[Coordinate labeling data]
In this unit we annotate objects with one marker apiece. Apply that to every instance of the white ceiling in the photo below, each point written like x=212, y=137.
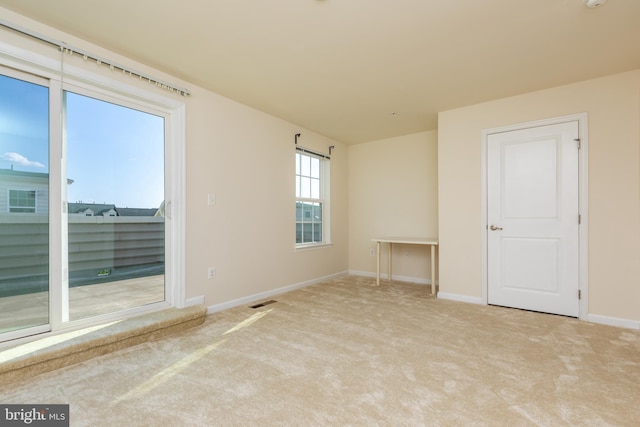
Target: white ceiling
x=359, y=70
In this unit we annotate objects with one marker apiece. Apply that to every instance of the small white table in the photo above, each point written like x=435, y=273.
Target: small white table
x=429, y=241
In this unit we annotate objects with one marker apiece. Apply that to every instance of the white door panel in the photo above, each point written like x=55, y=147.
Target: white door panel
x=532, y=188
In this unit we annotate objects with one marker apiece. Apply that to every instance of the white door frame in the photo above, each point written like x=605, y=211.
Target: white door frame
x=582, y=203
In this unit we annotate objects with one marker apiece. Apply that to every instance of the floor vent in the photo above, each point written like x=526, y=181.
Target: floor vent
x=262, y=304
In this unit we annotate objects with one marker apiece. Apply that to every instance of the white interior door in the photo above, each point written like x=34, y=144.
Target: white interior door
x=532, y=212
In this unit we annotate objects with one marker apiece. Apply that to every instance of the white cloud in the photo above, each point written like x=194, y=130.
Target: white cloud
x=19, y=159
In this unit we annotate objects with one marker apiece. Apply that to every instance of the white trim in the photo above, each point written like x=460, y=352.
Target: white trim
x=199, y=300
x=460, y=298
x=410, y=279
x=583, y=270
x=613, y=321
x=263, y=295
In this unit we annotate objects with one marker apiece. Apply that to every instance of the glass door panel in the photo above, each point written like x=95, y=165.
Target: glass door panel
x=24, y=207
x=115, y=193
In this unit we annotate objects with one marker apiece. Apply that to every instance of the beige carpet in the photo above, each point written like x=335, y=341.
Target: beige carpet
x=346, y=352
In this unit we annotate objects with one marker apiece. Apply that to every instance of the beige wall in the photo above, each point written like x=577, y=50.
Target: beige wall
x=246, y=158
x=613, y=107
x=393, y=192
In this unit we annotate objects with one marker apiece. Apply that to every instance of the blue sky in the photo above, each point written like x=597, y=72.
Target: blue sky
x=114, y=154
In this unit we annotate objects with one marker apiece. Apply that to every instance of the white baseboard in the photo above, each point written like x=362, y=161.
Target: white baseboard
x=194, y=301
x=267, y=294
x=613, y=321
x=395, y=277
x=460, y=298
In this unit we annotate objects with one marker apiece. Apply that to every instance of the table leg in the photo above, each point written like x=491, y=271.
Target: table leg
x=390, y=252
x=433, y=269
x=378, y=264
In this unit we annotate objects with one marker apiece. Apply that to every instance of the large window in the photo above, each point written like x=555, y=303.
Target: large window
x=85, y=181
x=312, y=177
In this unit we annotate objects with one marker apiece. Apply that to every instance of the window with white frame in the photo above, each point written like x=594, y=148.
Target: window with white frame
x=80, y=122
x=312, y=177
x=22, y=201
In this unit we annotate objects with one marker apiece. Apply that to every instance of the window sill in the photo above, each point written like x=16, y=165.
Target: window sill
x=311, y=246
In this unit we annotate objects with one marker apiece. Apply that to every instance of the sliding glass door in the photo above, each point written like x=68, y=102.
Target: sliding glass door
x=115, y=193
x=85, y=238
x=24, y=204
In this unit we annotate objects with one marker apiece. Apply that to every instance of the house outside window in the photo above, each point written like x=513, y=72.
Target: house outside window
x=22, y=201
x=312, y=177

**TASK PROMPT**
Copy out the records above line for line, covering all of them, and omit the pictures.

**REPLY**
In this unit we annotate objects with one marker apiece. Apply that to every instance of the white ceiling in the photo below, each point written like x=212, y=137.
Target: white ceiling
x=359, y=70
In this unit we annotate objects with one marker apiece. Apply that to every instance of the small white table in the photo above, each point written like x=435, y=273.
Target: small white table
x=429, y=241
In this unit we annotate objects with one marker apiece. Apply that to every instance of the white door panel in the photo above, each point written like x=55, y=147.
Target: white door panel
x=532, y=188
In this unit we annotate objects with one marker apiece. Apply that to every instance of the white door frame in the photo above, each point written like x=605, y=211.
Target: white door frame
x=582, y=203
In this unit we annotate objects with one marker apiece. Apply that to every instance of the floor vent in the photo above, each point written like x=526, y=181.
Target: floor vent
x=262, y=304
In this unit we annotate objects with one marker apiece. Apply that to every instance of the white interior door in the photo above, each point written like x=34, y=144.
Target: white interior door
x=532, y=212
In this unit we annotate objects with one marker apiece. Apply that to every instance of the white cloud in the photo above, each point written like x=194, y=130.
Target: white cloud
x=19, y=159
In this unit we annotate objects with one marker apiece. Apply that to every instance of the white trim in the photo above, each point written like x=460, y=352.
Target: white trim
x=199, y=300
x=460, y=298
x=410, y=279
x=583, y=270
x=613, y=321
x=263, y=295
In this unit we annotate objects with one marker apiece. Apply that to every instance of the glass door panel in the photo above, each point written like x=95, y=165.
Target: glass door panel
x=24, y=207
x=115, y=193
In this unit we annotate objects with one marker apiece. Apply that to every instance of the beige carpet in the photo above, each point written like x=335, y=341.
Target: beige carpet
x=346, y=352
In this unit we annotate objects with one marker apiece. Apply that to every instance of the beige wall in the photo above, each point written like x=577, y=50.
Target: beige wall
x=246, y=158
x=613, y=107
x=393, y=192
In this unit we annotate objects with one marker apiece. Apply that to every instance of the blue sky in the photo above, each point written like x=597, y=72.
Target: blue sky
x=114, y=154
In this unit we annotate objects with one marker apiece. Apply that to every instance of the white baseboard in the photo above, each point written like x=362, y=161.
Target: white baseboard
x=194, y=301
x=267, y=294
x=613, y=321
x=395, y=277
x=460, y=298
In this unit we annotate objects with one marker apiece. Apply that to every instance of the table leg in the photo above, each point written like x=491, y=271.
Target: table leg
x=390, y=252
x=433, y=269
x=378, y=264
In this unit we annotate objects with one marker apiece. Apply that to every instance of the large window in the photo above, each point written like x=555, y=303.
Target: large window
x=85, y=181
x=312, y=177
In this unit we annotate objects with one marker apiece. Apply that to every instance of the window with white frame in the photo above, each point written like x=594, y=148.
Target: window with white frame
x=80, y=122
x=312, y=177
x=22, y=201
In this unit we annotate objects with one marker apiece. Apply that to every instance of the window sill in the photo above, each point written like x=16, y=165.
Target: window sill
x=311, y=246
In this unit we annotate objects with one marker apiece. Apply that to every instance of the sliding glass door in the photo above, each point written like x=68, y=102.
Target: sliding glass door
x=115, y=193
x=85, y=238
x=24, y=204
In this unit we annotate objects with one marker apiece. Apply that to every instance of the house outside window in the photo above, each point written like x=513, y=72.
Target: house outside window
x=22, y=201
x=312, y=177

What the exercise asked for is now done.